Copy out the records from their start through the line containing "box: [537, 474, 555, 507]", substituting "coarse mask" for "rough mask" and leaving everything else unchanged. Leave the pictures out.

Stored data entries

= = = = =

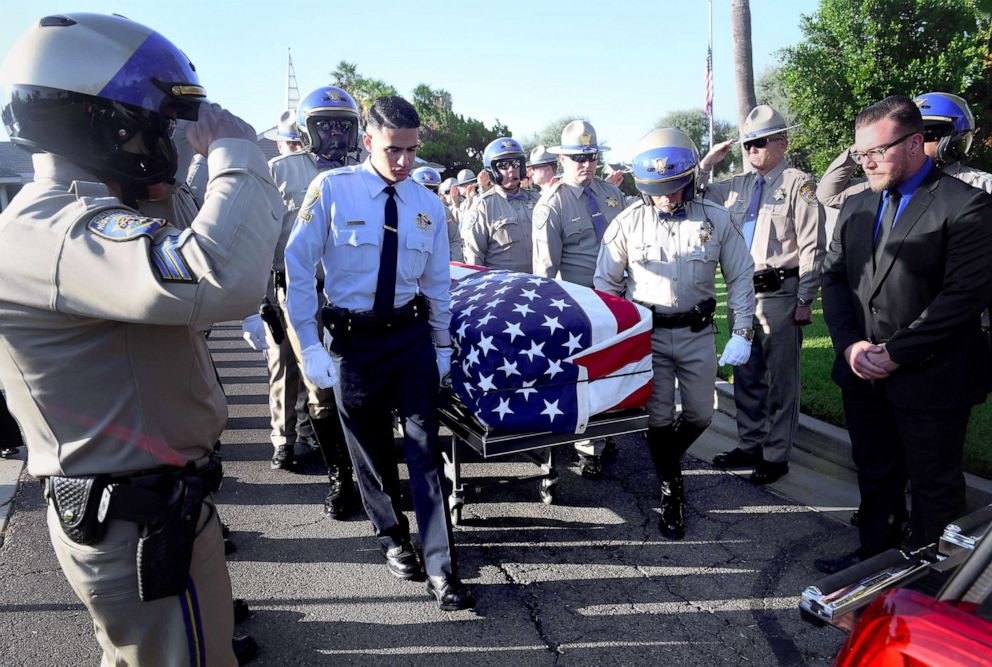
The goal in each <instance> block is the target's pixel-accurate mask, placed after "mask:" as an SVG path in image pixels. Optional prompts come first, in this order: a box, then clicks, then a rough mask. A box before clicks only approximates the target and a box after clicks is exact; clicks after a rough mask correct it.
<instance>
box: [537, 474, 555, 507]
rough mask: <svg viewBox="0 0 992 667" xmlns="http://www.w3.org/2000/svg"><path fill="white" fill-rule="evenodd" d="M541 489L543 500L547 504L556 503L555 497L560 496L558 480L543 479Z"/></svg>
mask: <svg viewBox="0 0 992 667" xmlns="http://www.w3.org/2000/svg"><path fill="white" fill-rule="evenodd" d="M539 491H540V493H541V502H543V503H544V504H545V505H554V504H555V499H556V498H557V496H558V480H557V479H542V480H541V486H540V488H539Z"/></svg>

= = = = =

Answer section:
The goal in each <instance> block is the target's pixel-accurate mask, placed after "mask:" as an SVG path in image pixels. Optional prompts come first, in this order: a box, then clicks, then a coarse mask. A box before clicks only approximates the target and a box after clicks is exact; clicks after a coarse mask correct it.
<instance>
box: [537, 474, 555, 507]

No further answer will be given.